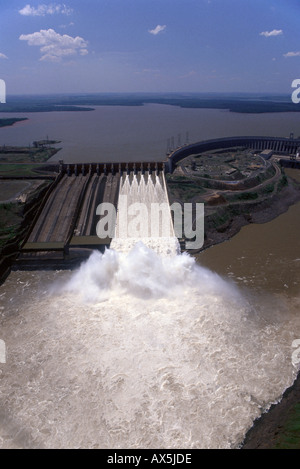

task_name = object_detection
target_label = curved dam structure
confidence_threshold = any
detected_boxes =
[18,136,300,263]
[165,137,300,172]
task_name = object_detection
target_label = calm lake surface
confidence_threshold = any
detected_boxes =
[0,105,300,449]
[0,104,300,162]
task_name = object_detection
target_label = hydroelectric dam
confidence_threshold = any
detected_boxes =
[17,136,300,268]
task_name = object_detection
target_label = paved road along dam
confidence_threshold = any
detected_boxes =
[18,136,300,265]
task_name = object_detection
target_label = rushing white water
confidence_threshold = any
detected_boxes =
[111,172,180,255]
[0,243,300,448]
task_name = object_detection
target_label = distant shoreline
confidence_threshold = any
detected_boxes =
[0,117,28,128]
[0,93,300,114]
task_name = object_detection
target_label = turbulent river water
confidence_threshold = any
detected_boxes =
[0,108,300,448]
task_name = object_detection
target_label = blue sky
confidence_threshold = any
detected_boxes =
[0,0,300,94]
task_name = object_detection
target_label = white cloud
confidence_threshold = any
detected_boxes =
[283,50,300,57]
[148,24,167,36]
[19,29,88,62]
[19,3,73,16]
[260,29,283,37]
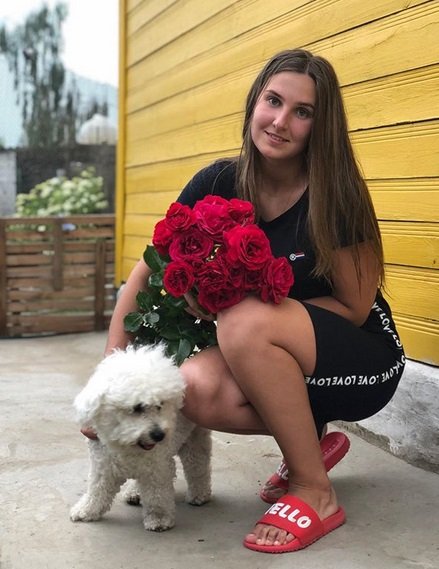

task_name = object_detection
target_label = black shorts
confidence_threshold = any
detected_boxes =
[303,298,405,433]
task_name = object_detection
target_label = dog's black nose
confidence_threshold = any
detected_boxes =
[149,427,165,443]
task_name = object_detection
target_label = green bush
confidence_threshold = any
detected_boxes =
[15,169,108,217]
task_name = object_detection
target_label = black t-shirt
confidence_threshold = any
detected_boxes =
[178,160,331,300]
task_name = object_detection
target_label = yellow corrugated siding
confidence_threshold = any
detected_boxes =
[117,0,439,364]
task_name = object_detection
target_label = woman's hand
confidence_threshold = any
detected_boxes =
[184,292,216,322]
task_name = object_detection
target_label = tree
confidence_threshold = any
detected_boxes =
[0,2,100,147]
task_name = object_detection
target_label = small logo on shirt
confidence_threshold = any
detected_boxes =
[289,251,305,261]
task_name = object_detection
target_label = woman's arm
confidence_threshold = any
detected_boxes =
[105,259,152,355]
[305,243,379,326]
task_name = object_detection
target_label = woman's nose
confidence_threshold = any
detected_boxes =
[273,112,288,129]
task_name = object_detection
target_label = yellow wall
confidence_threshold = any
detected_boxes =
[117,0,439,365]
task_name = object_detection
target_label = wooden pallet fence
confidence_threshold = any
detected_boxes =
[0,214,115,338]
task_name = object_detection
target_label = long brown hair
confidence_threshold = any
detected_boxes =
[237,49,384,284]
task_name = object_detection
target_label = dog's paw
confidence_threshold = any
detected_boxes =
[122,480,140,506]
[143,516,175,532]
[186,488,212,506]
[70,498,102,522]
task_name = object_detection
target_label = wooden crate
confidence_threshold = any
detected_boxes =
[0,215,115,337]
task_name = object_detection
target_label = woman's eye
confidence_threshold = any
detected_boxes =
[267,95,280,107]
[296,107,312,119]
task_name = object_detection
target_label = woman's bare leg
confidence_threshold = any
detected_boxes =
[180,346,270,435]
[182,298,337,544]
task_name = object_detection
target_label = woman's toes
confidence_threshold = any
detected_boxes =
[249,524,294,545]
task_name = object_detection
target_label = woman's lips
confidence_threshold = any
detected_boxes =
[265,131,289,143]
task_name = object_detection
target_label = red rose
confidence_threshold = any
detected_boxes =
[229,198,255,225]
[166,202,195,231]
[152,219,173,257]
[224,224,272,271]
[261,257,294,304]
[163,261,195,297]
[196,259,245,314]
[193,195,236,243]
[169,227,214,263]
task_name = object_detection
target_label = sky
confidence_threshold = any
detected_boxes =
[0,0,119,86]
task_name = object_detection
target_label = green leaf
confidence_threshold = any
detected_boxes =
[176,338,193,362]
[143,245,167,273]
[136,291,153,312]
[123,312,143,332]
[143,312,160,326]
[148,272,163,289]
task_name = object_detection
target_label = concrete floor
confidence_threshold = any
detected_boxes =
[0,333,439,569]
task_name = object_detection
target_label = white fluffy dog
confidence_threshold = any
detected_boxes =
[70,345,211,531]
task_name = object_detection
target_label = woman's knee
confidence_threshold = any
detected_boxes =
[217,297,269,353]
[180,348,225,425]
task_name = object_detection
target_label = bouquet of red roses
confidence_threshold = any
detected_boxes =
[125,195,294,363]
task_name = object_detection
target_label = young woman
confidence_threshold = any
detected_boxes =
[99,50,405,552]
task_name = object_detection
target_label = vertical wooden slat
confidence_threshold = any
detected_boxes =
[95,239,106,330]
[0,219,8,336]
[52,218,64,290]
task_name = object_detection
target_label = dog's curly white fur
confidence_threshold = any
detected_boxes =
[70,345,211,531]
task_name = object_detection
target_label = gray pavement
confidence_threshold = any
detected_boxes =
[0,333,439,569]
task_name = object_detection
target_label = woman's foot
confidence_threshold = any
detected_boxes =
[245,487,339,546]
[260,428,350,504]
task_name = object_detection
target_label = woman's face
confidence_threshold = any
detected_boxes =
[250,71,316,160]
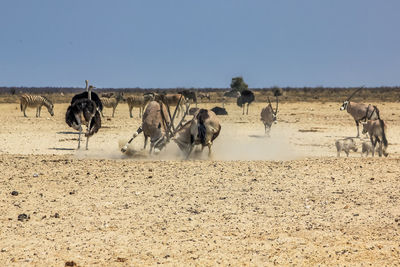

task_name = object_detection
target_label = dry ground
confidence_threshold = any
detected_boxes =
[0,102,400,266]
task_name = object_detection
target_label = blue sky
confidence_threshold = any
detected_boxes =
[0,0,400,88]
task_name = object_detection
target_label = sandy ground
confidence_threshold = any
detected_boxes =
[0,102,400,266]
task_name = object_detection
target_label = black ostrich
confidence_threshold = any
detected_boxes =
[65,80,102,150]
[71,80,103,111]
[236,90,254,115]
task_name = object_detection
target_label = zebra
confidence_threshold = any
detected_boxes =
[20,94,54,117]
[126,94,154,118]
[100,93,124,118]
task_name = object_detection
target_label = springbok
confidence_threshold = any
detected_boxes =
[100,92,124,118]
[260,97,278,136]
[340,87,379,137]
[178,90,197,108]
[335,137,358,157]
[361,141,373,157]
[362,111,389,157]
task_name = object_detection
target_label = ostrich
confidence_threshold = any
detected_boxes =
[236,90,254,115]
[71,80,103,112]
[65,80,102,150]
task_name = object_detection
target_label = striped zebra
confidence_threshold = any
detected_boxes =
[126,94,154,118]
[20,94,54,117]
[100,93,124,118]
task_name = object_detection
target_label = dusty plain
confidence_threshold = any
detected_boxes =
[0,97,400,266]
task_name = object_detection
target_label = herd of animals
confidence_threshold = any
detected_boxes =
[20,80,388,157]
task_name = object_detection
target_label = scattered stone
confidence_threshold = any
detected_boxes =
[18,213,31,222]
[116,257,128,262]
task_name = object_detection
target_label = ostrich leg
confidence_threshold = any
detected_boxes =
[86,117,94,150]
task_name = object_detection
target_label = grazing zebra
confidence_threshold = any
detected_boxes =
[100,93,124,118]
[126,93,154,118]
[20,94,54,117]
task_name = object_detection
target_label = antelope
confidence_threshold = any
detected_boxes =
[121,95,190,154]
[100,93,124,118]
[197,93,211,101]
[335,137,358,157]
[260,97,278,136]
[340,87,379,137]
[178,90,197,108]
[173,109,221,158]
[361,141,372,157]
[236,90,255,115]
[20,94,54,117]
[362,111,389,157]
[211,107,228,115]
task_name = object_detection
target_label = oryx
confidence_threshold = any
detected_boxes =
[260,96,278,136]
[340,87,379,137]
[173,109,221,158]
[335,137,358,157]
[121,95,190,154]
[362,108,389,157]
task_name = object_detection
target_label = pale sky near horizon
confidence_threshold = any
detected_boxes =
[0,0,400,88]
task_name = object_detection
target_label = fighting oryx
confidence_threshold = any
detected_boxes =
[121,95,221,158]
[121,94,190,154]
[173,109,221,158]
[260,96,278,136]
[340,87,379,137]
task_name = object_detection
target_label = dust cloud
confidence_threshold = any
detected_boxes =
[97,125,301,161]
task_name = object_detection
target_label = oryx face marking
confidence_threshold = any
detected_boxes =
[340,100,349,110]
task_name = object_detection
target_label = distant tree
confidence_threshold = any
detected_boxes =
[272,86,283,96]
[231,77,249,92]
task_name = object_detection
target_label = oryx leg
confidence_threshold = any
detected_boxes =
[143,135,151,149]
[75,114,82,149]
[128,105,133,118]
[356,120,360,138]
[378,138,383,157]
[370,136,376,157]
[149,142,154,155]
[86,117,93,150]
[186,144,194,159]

══════════

TASK OBJECTIVE
Report each line of the records that contains the word "yellow".

RESULT OF THE TASK
target_label = yellow corrugated siding
target_label = yellow wall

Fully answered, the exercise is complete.